Start of Quoted text

The unsupervised feature extraction methods extract features from raw data without labels (or known as an unlabeled dataset). It is especially useful in the activity recognition application where labeled datasets are rare and difficult to obtain due to time-consuming annotation processes. Autoencoder is a type of unsupervised neural networks that can be used to learn feature representation of data. It learns the feature representation by training the network to reconstruct the data at the output layer. An improved autoencoder is proposed to effectively extract the features from the inertial sensor data for activity recognition [26]. The autoencoder allows the steepness of the activation function to be controlled, consequently reducing overfitting the data. In [27], a stacked denoising autoencoder is proposed to learn the feature representation of inertial sensor data for activity recognition. The stacked denoising autoencoder is capable of extracting more robust features by undoing the effect of the corruption process applied to the data. Then, the features are modeled using Light Gradient Boosting Machine for activity classification. A full neural network pipeline is proposed using stacked denoising autoencoder for feature learning and activity recognition [28]. However, one of the major drawbacks of the proposed models is the relatively long training time because the training is performed one layer at a time. In [29], an unsupervised feature learning method based on denoising autoencoder for activity recognition is proposed. A penalty term based on Kullback–Leibler divergence is added to the cost function to encode a salient feature representation. Although the aforementioned works extract effective features, the denoising autoencoders do not incorporate convolutional layers in the models. As a result, the local temporal structure is not sufficiently leveraged to learn the salient feature representation of the sensor data. The studies also do not consider transitional activities which are important to provide early preventive measures of fall accidents.

End of Quoted text

■ Written problem A ■
In the passage on autoencoders for activity recognition, which model classifies activities after a stacked denoising autoencoder learns the features?
■ Written problem B ■
Please resume the passage on autoencoders for activity recognition, picking up after its final sentence.

Start of Dataset excerpts

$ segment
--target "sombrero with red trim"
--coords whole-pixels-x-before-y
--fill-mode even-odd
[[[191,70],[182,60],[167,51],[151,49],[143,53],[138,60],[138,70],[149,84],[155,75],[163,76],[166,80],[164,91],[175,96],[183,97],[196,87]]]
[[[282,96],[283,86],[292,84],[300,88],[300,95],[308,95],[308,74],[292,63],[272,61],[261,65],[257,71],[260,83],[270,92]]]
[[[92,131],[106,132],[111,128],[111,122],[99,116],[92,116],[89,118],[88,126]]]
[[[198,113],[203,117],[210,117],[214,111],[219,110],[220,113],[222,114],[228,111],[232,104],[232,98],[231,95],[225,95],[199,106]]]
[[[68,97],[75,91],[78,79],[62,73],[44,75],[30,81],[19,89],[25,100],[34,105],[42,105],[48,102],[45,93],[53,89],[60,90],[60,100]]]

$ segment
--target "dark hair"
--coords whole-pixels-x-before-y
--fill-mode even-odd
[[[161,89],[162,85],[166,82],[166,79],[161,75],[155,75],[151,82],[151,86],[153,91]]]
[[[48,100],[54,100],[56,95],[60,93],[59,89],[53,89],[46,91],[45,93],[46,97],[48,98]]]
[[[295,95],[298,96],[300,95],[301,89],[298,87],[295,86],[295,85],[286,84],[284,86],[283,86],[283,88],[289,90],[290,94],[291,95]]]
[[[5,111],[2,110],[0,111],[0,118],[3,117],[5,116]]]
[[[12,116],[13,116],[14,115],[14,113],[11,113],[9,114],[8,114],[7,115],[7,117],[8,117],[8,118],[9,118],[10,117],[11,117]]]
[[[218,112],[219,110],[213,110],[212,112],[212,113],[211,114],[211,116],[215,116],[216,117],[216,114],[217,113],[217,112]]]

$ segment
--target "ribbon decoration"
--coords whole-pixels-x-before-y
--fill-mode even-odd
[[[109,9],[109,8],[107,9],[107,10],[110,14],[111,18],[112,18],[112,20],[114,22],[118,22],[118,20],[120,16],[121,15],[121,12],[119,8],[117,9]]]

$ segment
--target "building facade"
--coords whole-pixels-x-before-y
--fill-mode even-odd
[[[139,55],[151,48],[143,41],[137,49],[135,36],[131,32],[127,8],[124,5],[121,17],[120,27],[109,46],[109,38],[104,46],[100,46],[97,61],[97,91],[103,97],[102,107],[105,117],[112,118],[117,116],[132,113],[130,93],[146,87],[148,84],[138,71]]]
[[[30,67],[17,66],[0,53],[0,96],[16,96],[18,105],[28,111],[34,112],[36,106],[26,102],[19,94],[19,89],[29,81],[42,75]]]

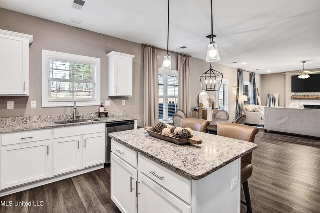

End of Dataset excerpts

■ Task response A ■
Light Gradient Boosting Machine.

■ Task response B ■
In this paper, by extending our preliminary work in [29], an unsupervised feature learning pipeline based on convolutional denoising autoencoder (CDAE) is proposed. The CDAE incorporates convolutional and pooling layers to maximally leverage the local temporal structure of the data for feature extraction. In addition, the CDAE is jointly trained with a CNN to force the encoding layer to encode a more salient feature representation of the data. As a result, more discriminative features can be extracted to achieve high classification accuracy. Furthermore, the proposed method produces a compact feature representation by removing unimportant characteristics of the data. This reduces overfitting and improves the generalization of the classification model. Unlike previous works, this work also deals with various lengths of transitional activity signals in activity recognition. The proposed method is evaluated using a public dataset. In addition, we have implemented deep learning models that can automatically extract features to compare with the proposed method. The experimental results show that the proposed method can achieve a high classification accuracy and its performance is comparable to the deep learning models.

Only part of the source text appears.